依頼内容: 下記の本文抜粋によれば、ゲイン制御手段は何の大きさに基づいて入力調整アンプのゲインを調整しますか。

本文抜粋:
######

すなわち、この音声入力装置によれば、スピーカ414に出力されるオーディオ信号が所定のレベル以下となるように出力調整アンプ4131のゲインを調整するが、音声認識の妨げとならない範囲で、できるだけユーザがオーディオ信号を良好に聞くことができるように、スピーカ414から出力されるオーディオ音のレベルを制御することができない。
【0013】
なお、図4a、bの音声入力装置を組み合わせても以上の課題は同様に残ることになる。
そこで、本発明は、音声入力装置において、ユーザのオーディオ音の聞き取りをできるだけ妨げないようにしつつ、音声認識の精度をより向上することを課題とする。
【課題を解決するための手段】
【0014】
前記課題達成のために、本発明は、オーディオ信号を出力するオーディオ機器と、オーディオ機器が出力するオーディオ信号に基づくオーディオ音を出力するスピーカと併用される音声入力装置を、オーディオ信号を出力するオーディオ機器と、オーディオ機器が出力するオーディオ信号によって駆動され、オーディオ音を出力するスピーカと、前記スピーカから出力されるオーディオ音とユーザの発話音声をピックアップするマイクと、マイクから出力された信号を増幅する入力調整アンプと、前記入力調整アンプで増幅された信号を、デジタル信号に変換するA/D変換器と、前記A/D変換器の出力するデジタル信号であるA/D変換器出力信号から当該A/D変換器出力信号の一成分であるユーザの発話音声信号を抽出する発話音声信号抽出手段と、前記発話音声信号抽出手段が抽出した発話音声信号を対象として音声認識処理を行う音声認識処理手段と、前記発話音声信号抽出手段が抽出した発話音声信号の大きさに基づいて、前記入力調整アンプのゲインを、前記A/D変換器出力信号中において、発話音声信号成分が所定の大きさのレベルを有するように調整するゲイン制御手段とを含めて構成したものである。
【0015】
このような音声入力装置によれば、発話音声信号抽出手段が抽出した発話音声信号のレベルに基づいて、入力調整アンプのゲインの調整を行うので、確実にA/D変換器に一定のレベルの発話音声信号成分が入力されるようにすることができる。したがって、発話音声信号成分をA/D変換によって所望のビット数を用いて表現すること、すなわち、所望の精度で表現することができ、後段の音声認識の精度を向上することができる。

######

抽出項目:
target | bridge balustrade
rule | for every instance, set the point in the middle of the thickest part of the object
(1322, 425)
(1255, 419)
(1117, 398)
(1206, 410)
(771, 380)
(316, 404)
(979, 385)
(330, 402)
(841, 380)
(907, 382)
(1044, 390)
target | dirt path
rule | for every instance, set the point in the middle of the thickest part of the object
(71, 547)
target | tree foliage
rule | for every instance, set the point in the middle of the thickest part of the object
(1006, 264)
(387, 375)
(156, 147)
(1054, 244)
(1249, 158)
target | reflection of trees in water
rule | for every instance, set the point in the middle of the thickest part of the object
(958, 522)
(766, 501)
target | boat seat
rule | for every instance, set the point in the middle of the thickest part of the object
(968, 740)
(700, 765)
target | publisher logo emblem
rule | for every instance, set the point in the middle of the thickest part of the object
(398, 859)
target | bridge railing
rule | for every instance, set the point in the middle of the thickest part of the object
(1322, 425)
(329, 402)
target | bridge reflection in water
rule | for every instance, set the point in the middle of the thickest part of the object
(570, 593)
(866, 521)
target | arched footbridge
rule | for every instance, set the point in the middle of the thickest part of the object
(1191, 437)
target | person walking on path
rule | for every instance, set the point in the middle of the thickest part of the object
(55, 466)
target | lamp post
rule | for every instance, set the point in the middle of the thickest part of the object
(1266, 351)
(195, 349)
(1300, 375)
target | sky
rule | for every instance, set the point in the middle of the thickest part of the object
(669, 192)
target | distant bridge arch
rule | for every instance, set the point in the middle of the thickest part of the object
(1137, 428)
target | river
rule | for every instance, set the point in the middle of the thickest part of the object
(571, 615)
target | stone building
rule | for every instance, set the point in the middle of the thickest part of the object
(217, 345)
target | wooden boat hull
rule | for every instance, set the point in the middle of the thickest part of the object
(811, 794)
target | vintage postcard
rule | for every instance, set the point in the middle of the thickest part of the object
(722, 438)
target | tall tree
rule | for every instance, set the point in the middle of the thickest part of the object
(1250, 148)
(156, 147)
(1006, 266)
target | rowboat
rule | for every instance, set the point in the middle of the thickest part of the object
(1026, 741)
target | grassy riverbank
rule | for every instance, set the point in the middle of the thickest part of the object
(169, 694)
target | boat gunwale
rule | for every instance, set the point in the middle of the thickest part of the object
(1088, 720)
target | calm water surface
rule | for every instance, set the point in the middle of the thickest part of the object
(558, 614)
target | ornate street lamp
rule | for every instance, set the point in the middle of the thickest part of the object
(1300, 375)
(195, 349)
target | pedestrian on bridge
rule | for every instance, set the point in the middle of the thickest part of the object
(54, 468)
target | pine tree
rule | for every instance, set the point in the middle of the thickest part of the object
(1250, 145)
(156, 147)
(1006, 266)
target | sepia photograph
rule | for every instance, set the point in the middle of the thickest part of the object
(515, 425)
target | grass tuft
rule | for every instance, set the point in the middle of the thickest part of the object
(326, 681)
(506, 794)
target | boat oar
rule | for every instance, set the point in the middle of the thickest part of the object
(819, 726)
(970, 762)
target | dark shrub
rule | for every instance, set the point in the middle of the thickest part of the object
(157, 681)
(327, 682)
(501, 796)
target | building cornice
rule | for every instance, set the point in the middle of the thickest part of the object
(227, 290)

######

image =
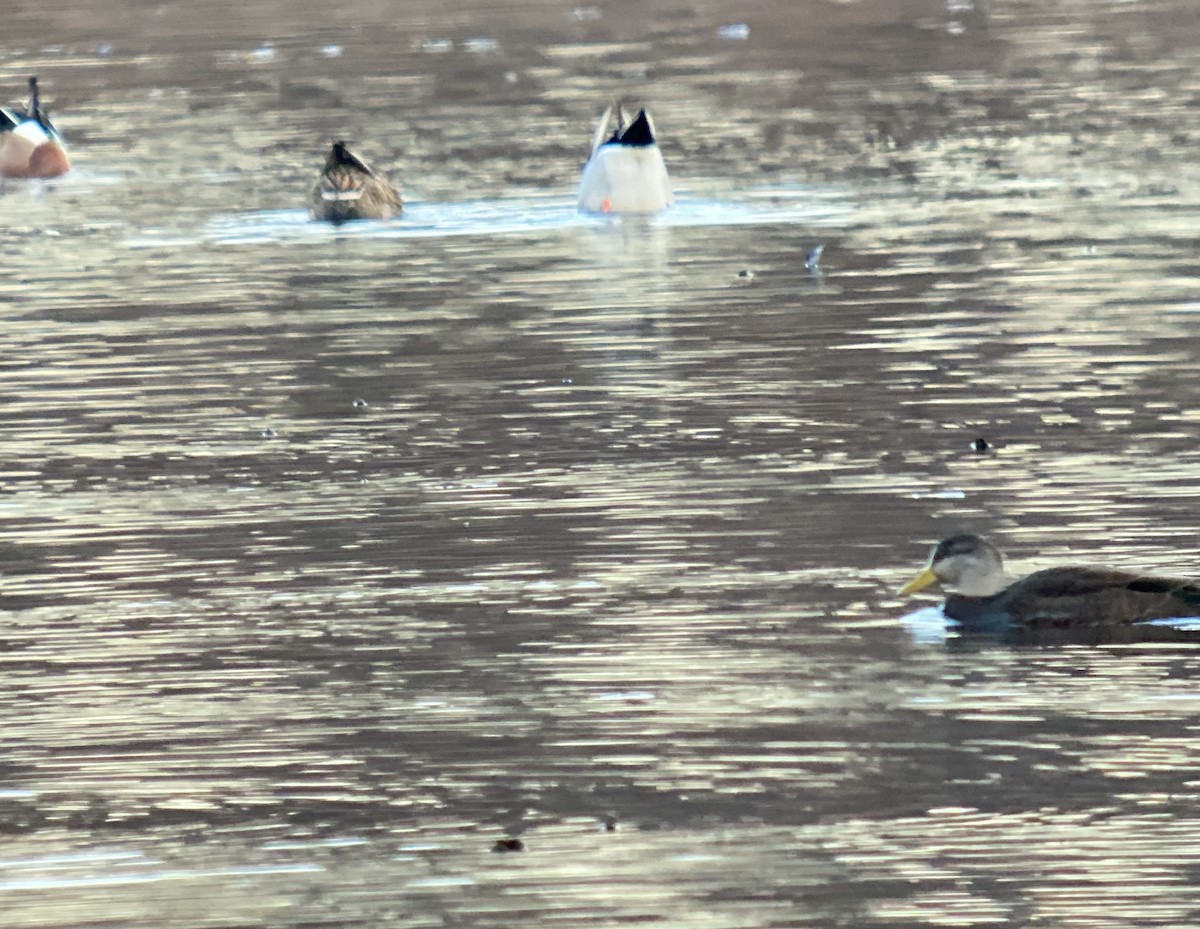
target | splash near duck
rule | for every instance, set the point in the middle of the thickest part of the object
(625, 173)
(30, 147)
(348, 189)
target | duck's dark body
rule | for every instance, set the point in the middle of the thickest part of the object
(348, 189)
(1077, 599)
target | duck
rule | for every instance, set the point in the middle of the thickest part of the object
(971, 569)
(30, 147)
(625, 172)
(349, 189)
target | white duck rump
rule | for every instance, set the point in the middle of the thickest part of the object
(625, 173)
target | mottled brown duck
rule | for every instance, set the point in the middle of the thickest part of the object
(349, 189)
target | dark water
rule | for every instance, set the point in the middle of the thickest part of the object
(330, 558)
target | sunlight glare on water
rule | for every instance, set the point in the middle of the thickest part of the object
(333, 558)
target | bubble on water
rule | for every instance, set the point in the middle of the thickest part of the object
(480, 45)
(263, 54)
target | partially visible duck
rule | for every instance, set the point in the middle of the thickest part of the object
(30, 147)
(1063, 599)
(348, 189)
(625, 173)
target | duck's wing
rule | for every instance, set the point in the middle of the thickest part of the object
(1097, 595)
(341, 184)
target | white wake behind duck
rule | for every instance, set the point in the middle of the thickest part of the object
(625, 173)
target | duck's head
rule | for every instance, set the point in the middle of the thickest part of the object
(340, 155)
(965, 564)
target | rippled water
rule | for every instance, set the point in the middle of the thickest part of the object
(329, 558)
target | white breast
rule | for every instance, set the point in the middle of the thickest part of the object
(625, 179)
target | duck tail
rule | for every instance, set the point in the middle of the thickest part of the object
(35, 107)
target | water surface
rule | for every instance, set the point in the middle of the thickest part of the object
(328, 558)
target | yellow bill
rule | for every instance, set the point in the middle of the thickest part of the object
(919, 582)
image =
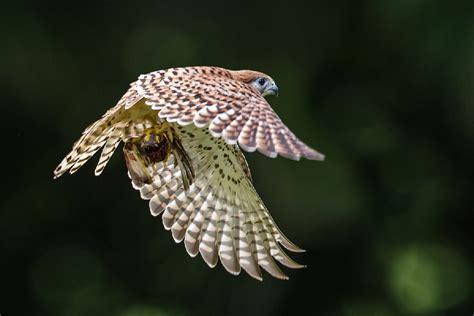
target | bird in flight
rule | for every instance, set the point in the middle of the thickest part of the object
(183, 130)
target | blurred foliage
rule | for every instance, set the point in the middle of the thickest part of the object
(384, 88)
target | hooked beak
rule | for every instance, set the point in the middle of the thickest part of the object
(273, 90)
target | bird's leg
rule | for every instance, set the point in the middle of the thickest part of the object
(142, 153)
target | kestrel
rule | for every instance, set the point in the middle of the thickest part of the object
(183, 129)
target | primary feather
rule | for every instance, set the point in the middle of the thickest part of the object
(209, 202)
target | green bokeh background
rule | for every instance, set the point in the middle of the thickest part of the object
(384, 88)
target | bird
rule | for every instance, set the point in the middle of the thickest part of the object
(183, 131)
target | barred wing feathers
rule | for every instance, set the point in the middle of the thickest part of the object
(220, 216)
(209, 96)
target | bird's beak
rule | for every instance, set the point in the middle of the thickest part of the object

######

実行結果: 発話音声信号抽出手段が抽出した発話音声信号の大きさに基づいて調整します。